• [INSTRUCTIONS TO FOLLOW] All that should appear is the line containing "the gutter, find" and the lines after it in the records below, each reproduced exactly.

• [DATA TO EXAMINE]
------------------------------------------------------------------------
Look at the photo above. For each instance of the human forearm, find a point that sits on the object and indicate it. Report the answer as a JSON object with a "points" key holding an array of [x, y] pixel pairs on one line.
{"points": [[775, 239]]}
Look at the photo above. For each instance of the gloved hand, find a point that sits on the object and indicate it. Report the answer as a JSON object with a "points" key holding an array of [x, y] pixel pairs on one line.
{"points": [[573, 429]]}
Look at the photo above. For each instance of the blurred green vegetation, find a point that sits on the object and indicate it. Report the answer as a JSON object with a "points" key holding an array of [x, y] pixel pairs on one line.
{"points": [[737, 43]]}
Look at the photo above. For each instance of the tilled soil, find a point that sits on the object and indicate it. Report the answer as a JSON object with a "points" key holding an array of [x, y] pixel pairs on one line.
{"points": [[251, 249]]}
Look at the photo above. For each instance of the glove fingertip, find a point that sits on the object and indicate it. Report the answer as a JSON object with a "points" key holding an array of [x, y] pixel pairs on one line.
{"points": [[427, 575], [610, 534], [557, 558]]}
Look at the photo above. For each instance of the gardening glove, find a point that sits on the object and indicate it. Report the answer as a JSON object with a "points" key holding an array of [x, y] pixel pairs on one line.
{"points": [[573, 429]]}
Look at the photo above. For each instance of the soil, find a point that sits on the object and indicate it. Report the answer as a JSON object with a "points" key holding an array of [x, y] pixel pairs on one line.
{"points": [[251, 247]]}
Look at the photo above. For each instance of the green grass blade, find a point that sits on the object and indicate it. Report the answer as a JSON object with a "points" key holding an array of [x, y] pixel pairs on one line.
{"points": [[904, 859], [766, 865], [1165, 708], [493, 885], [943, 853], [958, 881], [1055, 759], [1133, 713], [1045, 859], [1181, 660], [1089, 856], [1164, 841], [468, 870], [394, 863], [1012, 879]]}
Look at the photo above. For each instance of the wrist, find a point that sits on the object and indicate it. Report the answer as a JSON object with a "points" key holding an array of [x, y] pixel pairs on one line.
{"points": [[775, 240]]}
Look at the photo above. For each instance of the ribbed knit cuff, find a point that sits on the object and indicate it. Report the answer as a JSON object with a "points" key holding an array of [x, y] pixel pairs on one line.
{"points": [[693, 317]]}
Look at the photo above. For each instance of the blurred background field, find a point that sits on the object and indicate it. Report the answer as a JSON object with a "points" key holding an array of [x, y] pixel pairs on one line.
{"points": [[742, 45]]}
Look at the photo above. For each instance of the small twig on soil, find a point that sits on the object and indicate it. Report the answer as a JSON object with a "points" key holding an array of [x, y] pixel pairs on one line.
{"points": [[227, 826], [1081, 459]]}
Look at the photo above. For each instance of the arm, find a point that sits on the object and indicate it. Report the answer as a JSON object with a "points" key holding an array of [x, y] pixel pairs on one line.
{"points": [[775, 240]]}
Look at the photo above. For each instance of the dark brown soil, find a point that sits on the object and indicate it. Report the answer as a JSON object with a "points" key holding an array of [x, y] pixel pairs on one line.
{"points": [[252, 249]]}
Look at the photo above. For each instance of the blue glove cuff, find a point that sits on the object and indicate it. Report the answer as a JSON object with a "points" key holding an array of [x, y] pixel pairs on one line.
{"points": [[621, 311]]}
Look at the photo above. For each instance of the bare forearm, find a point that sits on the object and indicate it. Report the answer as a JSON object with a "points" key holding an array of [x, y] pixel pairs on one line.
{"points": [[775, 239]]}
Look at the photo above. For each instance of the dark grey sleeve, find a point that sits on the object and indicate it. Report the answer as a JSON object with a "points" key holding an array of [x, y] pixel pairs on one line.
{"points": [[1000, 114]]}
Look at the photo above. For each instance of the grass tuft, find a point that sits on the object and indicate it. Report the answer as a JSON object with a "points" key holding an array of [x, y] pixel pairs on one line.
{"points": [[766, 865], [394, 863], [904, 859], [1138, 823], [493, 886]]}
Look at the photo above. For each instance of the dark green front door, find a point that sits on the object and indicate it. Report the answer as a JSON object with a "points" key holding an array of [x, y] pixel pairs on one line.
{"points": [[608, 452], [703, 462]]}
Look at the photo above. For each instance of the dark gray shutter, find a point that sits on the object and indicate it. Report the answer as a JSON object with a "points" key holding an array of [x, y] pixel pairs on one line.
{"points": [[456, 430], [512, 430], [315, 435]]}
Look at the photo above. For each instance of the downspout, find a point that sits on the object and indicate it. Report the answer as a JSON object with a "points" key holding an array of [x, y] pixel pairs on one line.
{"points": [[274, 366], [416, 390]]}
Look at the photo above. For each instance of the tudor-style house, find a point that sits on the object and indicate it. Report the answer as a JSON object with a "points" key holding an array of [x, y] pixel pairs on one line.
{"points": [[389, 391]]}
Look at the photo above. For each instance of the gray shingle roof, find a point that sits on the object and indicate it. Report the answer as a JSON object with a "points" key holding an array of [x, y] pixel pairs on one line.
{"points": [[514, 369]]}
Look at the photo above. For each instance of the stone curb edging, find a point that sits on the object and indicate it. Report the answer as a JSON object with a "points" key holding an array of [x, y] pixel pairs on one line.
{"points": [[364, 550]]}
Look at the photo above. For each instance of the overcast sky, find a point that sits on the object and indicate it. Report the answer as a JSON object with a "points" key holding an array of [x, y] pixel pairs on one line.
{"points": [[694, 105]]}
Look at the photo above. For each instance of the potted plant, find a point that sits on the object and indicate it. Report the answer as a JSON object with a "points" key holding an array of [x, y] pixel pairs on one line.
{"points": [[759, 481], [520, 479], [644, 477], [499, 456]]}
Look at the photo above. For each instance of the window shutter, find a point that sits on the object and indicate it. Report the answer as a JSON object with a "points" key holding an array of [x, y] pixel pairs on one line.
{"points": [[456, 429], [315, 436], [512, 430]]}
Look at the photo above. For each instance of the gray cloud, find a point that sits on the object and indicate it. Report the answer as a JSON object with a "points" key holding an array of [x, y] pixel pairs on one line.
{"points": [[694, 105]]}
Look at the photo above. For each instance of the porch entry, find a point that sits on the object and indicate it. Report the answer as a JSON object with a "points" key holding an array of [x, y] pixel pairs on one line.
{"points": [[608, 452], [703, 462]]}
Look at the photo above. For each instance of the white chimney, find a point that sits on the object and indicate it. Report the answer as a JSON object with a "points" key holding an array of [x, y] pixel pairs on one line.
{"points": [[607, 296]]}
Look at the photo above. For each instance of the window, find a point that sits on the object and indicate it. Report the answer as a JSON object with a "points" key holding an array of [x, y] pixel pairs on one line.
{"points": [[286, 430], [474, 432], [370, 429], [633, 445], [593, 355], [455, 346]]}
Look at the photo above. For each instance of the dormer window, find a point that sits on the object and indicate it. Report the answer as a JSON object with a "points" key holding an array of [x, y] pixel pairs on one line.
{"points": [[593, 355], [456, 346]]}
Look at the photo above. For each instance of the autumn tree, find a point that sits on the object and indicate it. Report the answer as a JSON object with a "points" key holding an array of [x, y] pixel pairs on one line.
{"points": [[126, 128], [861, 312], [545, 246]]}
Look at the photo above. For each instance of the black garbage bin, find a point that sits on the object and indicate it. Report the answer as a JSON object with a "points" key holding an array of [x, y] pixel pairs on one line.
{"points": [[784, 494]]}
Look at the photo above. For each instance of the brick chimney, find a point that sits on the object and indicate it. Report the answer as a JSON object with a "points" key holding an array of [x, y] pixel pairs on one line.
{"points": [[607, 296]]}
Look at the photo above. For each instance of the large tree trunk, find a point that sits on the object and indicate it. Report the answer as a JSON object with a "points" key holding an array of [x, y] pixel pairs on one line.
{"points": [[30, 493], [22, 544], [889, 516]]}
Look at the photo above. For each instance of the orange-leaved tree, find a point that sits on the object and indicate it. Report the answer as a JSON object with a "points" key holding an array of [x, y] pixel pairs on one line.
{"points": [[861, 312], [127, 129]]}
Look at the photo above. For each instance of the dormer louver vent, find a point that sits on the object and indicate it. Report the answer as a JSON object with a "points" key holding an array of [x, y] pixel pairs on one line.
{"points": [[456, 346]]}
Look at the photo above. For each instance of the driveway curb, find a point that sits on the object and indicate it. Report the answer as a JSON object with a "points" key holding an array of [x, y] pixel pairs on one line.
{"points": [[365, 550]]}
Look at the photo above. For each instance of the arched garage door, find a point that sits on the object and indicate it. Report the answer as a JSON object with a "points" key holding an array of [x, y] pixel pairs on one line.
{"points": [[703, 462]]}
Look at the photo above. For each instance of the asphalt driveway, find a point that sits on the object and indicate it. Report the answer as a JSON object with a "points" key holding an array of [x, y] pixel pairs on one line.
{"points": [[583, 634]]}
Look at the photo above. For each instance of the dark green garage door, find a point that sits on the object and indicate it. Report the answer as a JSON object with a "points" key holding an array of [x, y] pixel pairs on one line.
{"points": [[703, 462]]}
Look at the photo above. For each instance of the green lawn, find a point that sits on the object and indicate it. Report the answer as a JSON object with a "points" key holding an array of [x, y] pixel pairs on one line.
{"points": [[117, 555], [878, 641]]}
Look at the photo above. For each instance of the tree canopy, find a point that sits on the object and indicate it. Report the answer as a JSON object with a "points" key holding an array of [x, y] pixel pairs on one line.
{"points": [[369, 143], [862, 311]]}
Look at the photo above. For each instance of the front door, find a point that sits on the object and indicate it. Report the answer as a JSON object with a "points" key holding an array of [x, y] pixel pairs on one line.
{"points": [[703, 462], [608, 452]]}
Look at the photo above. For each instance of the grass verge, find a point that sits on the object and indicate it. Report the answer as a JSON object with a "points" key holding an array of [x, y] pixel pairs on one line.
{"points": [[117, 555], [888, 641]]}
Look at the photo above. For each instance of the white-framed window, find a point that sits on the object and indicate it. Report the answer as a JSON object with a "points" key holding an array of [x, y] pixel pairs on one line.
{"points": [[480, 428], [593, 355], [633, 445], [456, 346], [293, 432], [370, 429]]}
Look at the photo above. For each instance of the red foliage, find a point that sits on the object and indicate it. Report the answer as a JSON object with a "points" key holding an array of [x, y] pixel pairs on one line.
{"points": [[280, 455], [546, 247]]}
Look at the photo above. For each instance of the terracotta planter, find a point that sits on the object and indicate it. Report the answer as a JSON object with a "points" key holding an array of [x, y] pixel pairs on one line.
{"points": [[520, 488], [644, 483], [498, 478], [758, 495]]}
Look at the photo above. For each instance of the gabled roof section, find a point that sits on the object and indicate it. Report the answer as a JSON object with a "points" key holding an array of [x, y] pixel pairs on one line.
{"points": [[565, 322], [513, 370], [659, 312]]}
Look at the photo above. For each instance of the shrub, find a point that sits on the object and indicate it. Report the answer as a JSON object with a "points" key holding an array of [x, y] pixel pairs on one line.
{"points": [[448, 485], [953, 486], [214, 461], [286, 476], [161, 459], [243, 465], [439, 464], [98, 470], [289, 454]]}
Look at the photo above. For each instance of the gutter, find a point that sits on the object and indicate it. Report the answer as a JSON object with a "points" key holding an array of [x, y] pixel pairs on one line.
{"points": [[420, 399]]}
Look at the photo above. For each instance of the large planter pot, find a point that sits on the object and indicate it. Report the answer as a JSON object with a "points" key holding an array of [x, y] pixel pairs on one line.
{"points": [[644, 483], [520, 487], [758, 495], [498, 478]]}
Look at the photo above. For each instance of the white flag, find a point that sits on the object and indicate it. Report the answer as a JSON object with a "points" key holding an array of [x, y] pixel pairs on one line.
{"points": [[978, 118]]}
------------------------------------------------------------------------
• [ANSWER SECTION]
Look at the photo above. For each instance of the gutter, find a point that sits on the object and indicate it. Report the answer as a JSON object with a "points" key holding an array of [x, y] pixel pairs on one line.
{"points": [[420, 399]]}
Look at the photo above. For each instance of the large planter pot, find a point that sits on the object and indicate it. Report the answer as a JSON object with a "points" key holding an array of [x, y] pixel pairs on one line.
{"points": [[644, 483], [520, 487], [758, 495], [498, 478]]}
Look at the photo above. For each instance of the white flag, find a point that sits on the object and indicate it. Report the answer as a JSON object with a "points" key holding an array of [x, y] pixel pairs on one line.
{"points": [[978, 118]]}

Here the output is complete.